What the task requires
State how many lines of the items below contain the word "engine". Reply with the number alone.

Input material
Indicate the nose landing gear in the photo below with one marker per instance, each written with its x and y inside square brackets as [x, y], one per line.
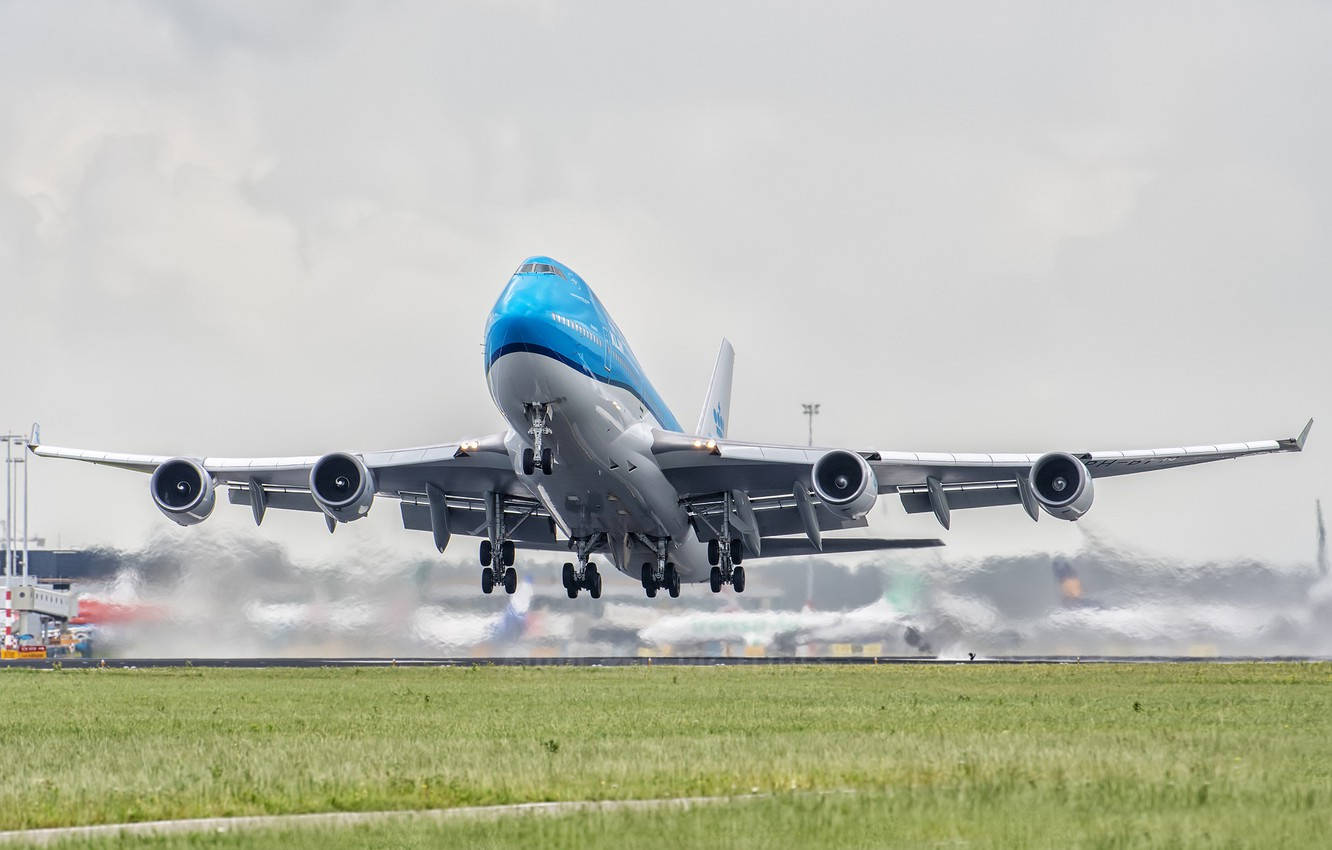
[540, 454]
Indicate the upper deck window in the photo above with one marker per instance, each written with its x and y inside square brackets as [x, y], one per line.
[538, 268]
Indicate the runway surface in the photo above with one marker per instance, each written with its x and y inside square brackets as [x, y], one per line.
[636, 661]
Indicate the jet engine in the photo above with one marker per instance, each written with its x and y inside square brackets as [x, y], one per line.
[845, 484]
[1062, 485]
[342, 486]
[183, 490]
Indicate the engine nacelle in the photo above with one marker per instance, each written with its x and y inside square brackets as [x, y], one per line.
[183, 490]
[342, 486]
[846, 484]
[1062, 485]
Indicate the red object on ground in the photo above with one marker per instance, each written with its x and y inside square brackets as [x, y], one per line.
[96, 612]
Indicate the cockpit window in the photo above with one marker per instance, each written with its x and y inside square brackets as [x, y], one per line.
[538, 268]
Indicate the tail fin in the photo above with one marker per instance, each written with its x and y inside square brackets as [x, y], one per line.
[717, 407]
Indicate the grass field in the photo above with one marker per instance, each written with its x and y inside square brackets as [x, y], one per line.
[949, 756]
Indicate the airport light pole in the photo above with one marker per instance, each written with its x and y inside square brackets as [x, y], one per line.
[811, 411]
[11, 508]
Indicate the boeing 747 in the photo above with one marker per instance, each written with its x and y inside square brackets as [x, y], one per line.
[593, 461]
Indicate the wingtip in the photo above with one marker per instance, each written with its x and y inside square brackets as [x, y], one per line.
[1296, 444]
[1304, 436]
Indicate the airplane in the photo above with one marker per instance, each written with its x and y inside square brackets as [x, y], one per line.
[593, 461]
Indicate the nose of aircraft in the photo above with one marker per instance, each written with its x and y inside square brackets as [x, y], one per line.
[522, 311]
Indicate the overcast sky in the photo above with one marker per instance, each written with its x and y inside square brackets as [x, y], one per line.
[277, 228]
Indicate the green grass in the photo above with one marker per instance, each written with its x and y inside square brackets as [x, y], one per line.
[982, 756]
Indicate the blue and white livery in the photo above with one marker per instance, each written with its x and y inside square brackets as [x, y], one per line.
[593, 462]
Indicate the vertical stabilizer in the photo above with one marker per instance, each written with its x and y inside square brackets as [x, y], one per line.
[717, 407]
[1323, 542]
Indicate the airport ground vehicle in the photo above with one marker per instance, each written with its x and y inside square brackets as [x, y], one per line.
[593, 461]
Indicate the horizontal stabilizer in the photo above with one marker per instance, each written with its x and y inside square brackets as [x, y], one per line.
[786, 546]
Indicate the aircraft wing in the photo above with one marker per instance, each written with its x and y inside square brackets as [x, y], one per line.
[702, 468]
[460, 473]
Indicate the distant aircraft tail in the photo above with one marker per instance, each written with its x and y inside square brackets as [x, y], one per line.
[717, 407]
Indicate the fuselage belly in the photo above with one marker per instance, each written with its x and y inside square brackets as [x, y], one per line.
[550, 344]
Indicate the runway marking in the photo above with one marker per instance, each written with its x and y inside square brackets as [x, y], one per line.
[353, 818]
[636, 661]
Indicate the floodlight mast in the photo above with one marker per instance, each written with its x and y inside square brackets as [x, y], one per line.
[11, 508]
[811, 411]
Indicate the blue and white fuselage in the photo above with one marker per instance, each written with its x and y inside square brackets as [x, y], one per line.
[549, 341]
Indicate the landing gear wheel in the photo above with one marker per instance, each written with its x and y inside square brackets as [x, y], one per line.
[671, 581]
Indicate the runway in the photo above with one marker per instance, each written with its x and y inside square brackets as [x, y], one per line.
[637, 661]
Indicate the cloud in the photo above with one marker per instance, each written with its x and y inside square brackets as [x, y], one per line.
[236, 228]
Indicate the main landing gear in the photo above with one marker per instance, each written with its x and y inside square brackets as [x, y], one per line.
[497, 552]
[502, 572]
[726, 556]
[540, 454]
[664, 576]
[585, 576]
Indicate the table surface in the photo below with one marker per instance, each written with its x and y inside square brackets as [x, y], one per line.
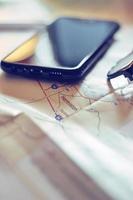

The completed task
2